[Exercise data]

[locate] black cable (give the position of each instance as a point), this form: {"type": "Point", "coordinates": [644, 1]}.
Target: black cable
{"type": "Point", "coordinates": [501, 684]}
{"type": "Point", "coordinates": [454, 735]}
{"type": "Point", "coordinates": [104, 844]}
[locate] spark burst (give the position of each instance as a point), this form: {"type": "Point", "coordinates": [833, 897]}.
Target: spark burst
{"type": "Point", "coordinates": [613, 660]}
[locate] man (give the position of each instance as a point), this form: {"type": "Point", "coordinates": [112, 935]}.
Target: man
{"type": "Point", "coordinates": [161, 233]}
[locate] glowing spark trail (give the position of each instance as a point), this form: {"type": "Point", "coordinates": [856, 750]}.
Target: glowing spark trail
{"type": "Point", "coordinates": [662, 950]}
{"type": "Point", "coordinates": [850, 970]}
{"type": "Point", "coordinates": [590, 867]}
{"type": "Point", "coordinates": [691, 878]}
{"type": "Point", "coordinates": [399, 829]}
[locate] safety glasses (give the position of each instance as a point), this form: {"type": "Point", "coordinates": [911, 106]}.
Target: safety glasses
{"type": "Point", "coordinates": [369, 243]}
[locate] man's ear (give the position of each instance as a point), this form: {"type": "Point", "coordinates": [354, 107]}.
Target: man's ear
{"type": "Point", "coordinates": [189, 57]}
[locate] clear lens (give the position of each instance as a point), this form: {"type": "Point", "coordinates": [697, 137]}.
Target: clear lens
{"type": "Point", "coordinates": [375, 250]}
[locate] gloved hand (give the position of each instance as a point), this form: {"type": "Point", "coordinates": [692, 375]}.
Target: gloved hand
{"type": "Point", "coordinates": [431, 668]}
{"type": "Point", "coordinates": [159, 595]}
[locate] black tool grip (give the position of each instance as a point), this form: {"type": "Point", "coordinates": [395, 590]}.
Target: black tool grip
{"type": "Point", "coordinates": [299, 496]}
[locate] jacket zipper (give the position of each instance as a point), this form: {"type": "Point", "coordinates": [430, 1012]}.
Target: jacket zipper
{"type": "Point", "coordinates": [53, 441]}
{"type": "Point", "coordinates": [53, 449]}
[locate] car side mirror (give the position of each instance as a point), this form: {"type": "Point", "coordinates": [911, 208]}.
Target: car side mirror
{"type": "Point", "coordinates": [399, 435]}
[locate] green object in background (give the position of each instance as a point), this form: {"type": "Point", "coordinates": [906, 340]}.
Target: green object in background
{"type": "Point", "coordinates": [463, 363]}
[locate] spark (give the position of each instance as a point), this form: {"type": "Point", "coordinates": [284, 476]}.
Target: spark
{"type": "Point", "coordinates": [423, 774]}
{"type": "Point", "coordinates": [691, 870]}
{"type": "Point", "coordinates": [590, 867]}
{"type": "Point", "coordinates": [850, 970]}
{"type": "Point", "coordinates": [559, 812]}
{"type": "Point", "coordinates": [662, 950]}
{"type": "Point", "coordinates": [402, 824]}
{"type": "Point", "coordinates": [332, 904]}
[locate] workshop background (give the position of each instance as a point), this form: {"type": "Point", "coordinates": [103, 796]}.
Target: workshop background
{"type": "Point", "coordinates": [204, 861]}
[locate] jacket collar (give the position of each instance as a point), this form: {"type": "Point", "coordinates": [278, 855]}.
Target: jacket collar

[/Exercise data]

» **What the exercise asks**:
Scan the listing above for the line that has "[locate] black tool", then copy exactly from that line through the line that has "[locate] jacket zipper".

» **Task answer**:
[locate] black tool grip (give the position of each instance as a point), this form: {"type": "Point", "coordinates": [395, 590]}.
Target: black tool grip
{"type": "Point", "coordinates": [299, 496]}
[locate] jacket zipper (give the position of each instance as a point), this form: {"type": "Point", "coordinates": [430, 1012]}.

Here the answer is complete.